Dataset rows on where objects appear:
^^^^^^^^^^^^^^^^
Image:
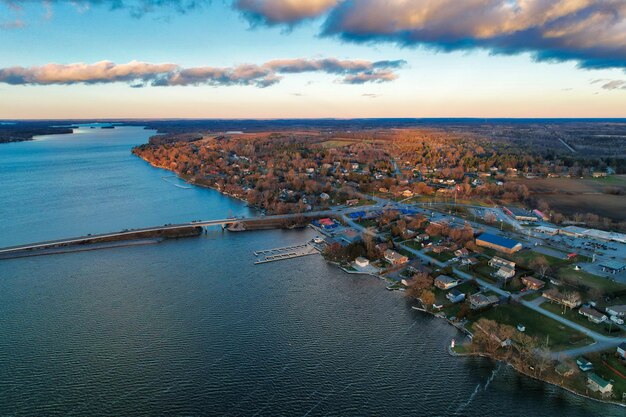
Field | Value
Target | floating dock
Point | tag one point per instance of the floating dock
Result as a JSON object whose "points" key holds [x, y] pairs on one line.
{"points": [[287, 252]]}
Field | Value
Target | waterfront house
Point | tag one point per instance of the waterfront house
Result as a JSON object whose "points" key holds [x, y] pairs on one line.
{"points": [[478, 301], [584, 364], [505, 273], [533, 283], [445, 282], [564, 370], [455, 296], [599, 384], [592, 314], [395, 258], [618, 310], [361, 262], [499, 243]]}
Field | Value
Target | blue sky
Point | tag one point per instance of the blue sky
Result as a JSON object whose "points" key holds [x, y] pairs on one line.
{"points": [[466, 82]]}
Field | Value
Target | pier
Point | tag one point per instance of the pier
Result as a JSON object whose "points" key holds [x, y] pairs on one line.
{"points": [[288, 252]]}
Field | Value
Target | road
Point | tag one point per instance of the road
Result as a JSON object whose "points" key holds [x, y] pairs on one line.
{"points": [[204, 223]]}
^^^^^^^^^^^^^^^^
● DIRECTION: Send back the data above word for word, with the pictures left out.

● ANSWER IN FULL:
Image:
Field | Value
Target | floating dock
Point | tag one point per instance of the floating dock
Result as a JSON object whose "points" key holds [x, y] pairs on one line.
{"points": [[287, 252]]}
Field | Value
Target | waterfront house
Point | tag one point per instance of the waterfront house
Result as a JSON object whose "points" key holds [x, y] pairs on one line.
{"points": [[478, 301], [584, 364], [505, 273], [533, 283], [445, 282], [564, 370], [455, 296], [599, 384], [592, 314], [395, 258], [618, 310], [361, 262], [499, 243]]}
Field | Value
Target | blue sky
Point | tag one point per instance of the blue sky
Result as a JSON object whose "points" key holds [x, y] pairs on one line.
{"points": [[466, 82]]}
Field | Value
Target | pier
Point | tag one point per instance of the pier
Result as a JSON object whose "points" key holds [x, y] pairs on one line.
{"points": [[288, 252]]}
Field | Value
Target | road
Point | tag one point per instance of the road
Result as a JSON object whose "points" key holds [x, y] pairs on one line.
{"points": [[204, 223]]}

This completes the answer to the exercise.